# Which Visa do I apply for?



## GalwayGirl28 (Jul 6, 2011)

Hi, I'm not quite sure what visa I should be applying for to make a permanent move to New Zealand. I do have a degree in Architectural Technology but I have only just graduated in April this year so I have no work experience and there is none in Ireland at the moment (hence the move). I have a 6 yr old son who I assume can go on my visa. My boyfriend will be going out first to look for work and get a house and that kind of thing sorted before we join him. We are using separated visa's as he has no qualifications and are unsure about what visa he should get. Can anyone help me with this, there is just so much info out there but its very unclear as to which one is best for you considering a lot of the skilled visa's I'v seen have "work experience box" on them. If anyone has a number for me to call that would be great also. Thanks


----------



## topcat83 (Apr 16, 2009)

GalwayGirl28 said:


> Hi, I'm not quite sure what visa I should be applying for to make a permanent move to New Zealand. I do have a degree in Architectural Technology but I have only just graduated in April this year so I have no work experience and there is none in Ireland at the moment (hence the move). I have a 6 yr old son who I assume can go on my visa. My boyfriend will be going out first to look for work and get a house and that kind of thing sorted before we join him. We are using separated visa's as he has no qualifications and are unsure about what visa he should get. Can anyone help me with this, there is just so much info out there but its very unclear as to which one is best for you considering a lot of the skilled visa's I'v seen have "work experience box" on them. If anyone has a number for me to call that would be great also. Thanks


Hi there - welcome to the Forum.

* _Written problem A_
What degree does GalwayGirl28 say she holds in the visa thread?
* _Written problem B_
Carry the visa forum thread forward from its last line, continuing the reply from topcat83.
The rows that come next are separate material, unconnected to the visa forum thread.

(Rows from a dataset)
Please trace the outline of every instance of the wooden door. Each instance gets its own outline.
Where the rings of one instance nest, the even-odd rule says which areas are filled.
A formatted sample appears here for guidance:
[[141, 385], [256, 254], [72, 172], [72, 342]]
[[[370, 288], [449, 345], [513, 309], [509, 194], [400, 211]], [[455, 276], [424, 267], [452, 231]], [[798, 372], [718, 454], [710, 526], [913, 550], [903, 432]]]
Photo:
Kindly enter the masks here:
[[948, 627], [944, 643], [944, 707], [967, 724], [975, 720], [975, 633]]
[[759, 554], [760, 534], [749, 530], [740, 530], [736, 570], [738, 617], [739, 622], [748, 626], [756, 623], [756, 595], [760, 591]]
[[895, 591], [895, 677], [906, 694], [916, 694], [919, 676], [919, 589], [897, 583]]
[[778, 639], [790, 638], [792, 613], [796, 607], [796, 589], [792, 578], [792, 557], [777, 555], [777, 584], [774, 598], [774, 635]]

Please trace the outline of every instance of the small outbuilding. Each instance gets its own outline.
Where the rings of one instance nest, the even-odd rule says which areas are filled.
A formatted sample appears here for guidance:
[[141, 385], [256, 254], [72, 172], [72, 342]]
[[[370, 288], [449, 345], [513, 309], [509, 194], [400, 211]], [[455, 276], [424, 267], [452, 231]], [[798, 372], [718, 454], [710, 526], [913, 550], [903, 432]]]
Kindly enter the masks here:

* _Task response A_
A degree in Architectural Technology.

* _Task response B_
The first thing to do is to see how many points you will get with your current situation. Look for 'Points Indicator' in the right hand section of Skilled Migrant Category SMC

You'll need at least 100 to submit an EOI - but a warning - the number of points needed for selection from the pool has been high recently. You're more or less guaranteed selection with 140 points, but anything less and you really need a job offer.

And a warning for your partner - with no qualifications he doesn't stand much chance of getting a residents visa on his own. If you've been in a partnership for 2 years (and can prove it) it would be better if you were the main applicant and he was on your application as your partner. (that's what my husband and I did).

But on the positive side - with Architectural Technology - try sending your CV to a few of the building companies (or even maybe the council?) in Christchurch - they could probably do with a few down there at the moment!


----------



## GalwayGirl28 (Jul 6, 2011)

Hi Top
Thanks for your speedy reply. My boyfriend cant go on my visa as we cannot prove we have lived together for any length of time. He was planning to get a visa that will entitle him to work over there now and then allow him to get sponsorship and then apply.
Thanks for the Christchurch idea I had thought of it am just unsure about moving there now after all that has happened. My portfolio wont be ready for another month or so and I don't plan on moving for over a year, not until my boyfriend has a house and school and a good job. He is hard working and has been an apprentice welder for 1.5 years and has worked in a tyre centre for the past 4. He is a decent and likeable lad so I wouldn't worry about him. I did't get enough points I only received 80. My lack of experience brings me down. Any suggestions??


----------



## topcat83 (Apr 16, 2009)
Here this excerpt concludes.